Required work:
Only lines with the word "rough" are needed; collect each of them from the listing below.

Input records:
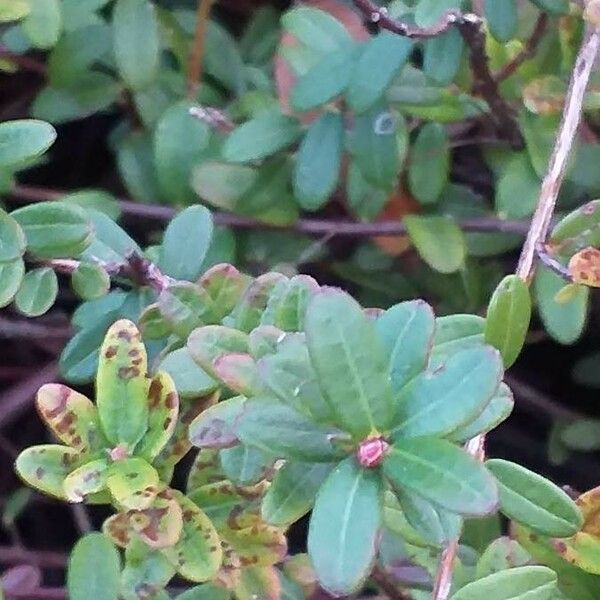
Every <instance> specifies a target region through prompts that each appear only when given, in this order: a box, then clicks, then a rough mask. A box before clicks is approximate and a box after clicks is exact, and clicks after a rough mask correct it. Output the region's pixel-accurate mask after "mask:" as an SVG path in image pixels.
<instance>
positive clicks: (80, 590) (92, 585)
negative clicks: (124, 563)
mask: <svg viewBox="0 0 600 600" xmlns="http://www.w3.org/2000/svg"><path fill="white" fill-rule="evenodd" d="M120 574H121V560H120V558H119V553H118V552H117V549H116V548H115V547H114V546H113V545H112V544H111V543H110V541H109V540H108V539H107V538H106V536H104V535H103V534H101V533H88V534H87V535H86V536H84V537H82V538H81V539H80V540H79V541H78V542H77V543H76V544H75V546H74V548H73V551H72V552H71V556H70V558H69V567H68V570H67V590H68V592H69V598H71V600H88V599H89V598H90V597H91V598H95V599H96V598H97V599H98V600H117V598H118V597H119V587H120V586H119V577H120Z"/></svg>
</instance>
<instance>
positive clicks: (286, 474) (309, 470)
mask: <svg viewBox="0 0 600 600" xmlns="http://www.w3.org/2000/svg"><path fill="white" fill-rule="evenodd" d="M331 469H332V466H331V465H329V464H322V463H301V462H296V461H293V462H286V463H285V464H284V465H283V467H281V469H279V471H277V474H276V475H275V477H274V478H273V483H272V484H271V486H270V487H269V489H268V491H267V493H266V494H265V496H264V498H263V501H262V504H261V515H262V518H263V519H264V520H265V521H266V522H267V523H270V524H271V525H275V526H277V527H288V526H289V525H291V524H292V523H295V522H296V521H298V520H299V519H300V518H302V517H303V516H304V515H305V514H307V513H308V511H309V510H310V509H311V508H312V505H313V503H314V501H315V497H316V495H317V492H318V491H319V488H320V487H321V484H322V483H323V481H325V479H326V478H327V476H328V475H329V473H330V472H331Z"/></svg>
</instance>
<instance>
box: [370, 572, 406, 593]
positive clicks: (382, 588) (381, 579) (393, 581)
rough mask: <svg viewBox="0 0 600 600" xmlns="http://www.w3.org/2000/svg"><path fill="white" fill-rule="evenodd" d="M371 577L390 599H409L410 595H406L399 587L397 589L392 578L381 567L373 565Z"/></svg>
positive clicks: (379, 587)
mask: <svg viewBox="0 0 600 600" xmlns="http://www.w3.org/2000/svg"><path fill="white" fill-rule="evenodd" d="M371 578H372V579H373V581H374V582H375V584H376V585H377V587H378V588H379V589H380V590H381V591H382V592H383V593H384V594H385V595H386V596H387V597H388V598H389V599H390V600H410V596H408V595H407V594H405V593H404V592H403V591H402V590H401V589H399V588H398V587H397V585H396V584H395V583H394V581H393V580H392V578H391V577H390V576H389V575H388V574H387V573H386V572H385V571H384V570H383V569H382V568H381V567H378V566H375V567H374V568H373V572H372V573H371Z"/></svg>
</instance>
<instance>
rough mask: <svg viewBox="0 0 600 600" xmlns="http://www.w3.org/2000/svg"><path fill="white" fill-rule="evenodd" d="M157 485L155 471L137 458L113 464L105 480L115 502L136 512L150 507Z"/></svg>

Task response:
Every <instance> specifies a target region through prompts that each appear only when given, in this order: a box, then clicks, then a rough mask. A box before clicks is approximate and a box after clicks is exact, and clicks after a rough mask correct it. Output the region's pixel-accurate mask after "mask:" as an SVG path in image pixels.
rough mask: <svg viewBox="0 0 600 600" xmlns="http://www.w3.org/2000/svg"><path fill="white" fill-rule="evenodd" d="M371 577L390 599H409L410 595H406L399 587L397 589L392 578L381 567L373 565Z"/></svg>
rough mask: <svg viewBox="0 0 600 600" xmlns="http://www.w3.org/2000/svg"><path fill="white" fill-rule="evenodd" d="M157 485L155 471L137 458L113 464L105 480L115 502L136 512L150 507Z"/></svg>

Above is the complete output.